Work to be completed. Your output must consist solely of the lines from the one containing "For the benchmark, mark every instance of the conical" through the end of the records, reproduced exactly.

Input records.
****************
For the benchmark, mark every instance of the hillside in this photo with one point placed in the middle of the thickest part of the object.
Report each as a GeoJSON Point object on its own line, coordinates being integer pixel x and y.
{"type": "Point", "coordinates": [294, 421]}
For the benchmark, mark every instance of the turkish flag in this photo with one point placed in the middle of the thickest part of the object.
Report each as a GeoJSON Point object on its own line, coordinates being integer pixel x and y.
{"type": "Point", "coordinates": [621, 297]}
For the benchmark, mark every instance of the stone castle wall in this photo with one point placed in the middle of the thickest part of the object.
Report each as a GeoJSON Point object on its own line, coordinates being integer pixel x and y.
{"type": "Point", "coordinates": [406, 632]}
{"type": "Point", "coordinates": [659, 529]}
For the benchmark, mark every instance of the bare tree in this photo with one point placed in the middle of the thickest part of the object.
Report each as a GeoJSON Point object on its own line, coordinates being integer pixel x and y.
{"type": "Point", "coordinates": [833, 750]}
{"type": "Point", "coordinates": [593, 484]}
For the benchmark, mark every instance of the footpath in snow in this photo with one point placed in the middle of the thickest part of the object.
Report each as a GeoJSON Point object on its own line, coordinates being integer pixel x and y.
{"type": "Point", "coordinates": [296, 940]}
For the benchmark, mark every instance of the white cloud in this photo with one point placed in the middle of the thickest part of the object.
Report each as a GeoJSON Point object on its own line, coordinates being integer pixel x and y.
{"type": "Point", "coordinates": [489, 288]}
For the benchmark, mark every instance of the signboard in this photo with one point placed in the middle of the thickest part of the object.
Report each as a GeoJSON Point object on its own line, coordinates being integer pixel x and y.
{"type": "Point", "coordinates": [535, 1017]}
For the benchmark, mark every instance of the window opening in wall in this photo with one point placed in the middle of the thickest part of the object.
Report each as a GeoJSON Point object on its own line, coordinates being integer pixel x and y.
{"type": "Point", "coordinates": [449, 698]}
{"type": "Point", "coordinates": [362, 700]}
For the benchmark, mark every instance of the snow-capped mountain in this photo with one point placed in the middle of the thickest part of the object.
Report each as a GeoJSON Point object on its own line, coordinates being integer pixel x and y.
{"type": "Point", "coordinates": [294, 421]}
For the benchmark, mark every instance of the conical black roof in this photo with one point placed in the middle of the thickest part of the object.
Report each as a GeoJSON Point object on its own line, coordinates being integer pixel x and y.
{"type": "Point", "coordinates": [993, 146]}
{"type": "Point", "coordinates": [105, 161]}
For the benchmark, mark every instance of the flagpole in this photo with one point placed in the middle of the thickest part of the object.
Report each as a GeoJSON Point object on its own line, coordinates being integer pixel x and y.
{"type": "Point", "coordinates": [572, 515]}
****************
Full answer.
For the benchmark, mark every instance of the conical black roof in this photo with one point placed in the middle of the thickest part of the object.
Report each as a GeoJSON Point object on its own line, coordinates being integer pixel x and y.
{"type": "Point", "coordinates": [993, 146]}
{"type": "Point", "coordinates": [105, 161]}
For the benchmark, mark every instance of the flagpole in this photo with one point placed in the middle of the thickest part of the object.
Report each as a GeoJSON Point object on its own line, coordinates being integer pixel x and y.
{"type": "Point", "coordinates": [572, 515]}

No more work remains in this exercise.